» **TASK DESCRIPTION**: Of the lines below, report only those that contain "instance".

╭──

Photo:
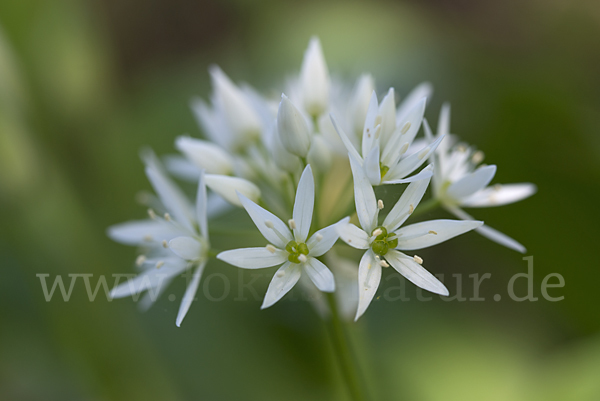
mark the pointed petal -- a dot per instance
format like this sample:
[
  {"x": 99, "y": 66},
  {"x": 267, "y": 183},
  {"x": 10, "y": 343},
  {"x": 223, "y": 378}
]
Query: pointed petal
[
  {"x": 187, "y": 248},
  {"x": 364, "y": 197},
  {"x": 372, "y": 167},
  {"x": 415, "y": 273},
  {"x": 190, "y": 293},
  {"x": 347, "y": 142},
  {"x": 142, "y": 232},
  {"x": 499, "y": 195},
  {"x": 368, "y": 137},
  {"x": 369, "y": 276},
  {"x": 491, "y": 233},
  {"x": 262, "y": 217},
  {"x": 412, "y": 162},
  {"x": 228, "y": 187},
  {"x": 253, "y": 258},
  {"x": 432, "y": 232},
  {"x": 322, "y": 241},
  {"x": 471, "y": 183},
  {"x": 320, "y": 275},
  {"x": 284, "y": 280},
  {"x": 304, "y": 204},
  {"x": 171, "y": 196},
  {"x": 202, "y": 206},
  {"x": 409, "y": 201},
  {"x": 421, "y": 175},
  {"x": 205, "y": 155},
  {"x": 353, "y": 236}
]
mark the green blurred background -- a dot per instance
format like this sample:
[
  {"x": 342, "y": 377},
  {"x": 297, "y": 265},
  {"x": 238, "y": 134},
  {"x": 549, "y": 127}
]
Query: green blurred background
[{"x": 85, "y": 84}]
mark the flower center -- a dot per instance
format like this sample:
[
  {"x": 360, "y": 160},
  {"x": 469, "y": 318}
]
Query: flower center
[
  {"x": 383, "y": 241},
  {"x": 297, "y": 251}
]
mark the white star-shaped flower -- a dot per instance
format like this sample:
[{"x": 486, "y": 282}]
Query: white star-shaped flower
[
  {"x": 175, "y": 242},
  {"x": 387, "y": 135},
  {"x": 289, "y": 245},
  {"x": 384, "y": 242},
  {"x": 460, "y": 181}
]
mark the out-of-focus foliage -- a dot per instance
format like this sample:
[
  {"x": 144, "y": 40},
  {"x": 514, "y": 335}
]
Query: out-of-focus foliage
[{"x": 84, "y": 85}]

╰──
╭──

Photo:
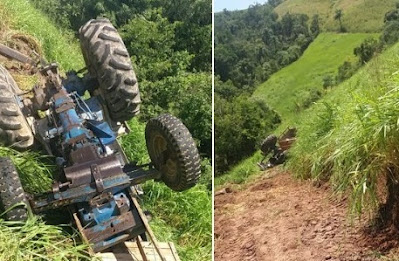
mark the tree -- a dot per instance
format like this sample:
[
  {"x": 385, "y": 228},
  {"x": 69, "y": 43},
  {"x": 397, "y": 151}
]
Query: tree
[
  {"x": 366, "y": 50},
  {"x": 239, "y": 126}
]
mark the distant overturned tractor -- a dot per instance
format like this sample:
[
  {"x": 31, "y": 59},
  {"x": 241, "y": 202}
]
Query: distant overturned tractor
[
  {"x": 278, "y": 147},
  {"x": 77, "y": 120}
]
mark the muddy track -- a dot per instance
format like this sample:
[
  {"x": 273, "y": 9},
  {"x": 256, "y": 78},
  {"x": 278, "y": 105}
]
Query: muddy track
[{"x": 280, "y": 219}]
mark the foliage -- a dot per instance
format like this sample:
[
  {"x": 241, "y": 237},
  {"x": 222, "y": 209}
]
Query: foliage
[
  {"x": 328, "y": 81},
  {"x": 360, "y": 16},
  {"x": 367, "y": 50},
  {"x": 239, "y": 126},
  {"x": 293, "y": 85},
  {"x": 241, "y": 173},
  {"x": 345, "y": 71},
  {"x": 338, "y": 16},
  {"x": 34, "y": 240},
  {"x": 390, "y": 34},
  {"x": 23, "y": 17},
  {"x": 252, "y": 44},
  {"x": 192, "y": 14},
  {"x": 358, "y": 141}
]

╰──

» **ANSWER**:
mark the pointed petal -- a dot per instance
mark the green blurred background -- a dot per instance
mark the flower center -- a dot per instance
mark the white star-shaped flower -- a dot per instance
mark the out-of-focus foliage -- a dot per instance
mark the tree -- a dot per instance
mark the distant overturned tractor -- a dot per instance
mark the muddy track -- a dot per instance
mark the foliage -- a dot per instance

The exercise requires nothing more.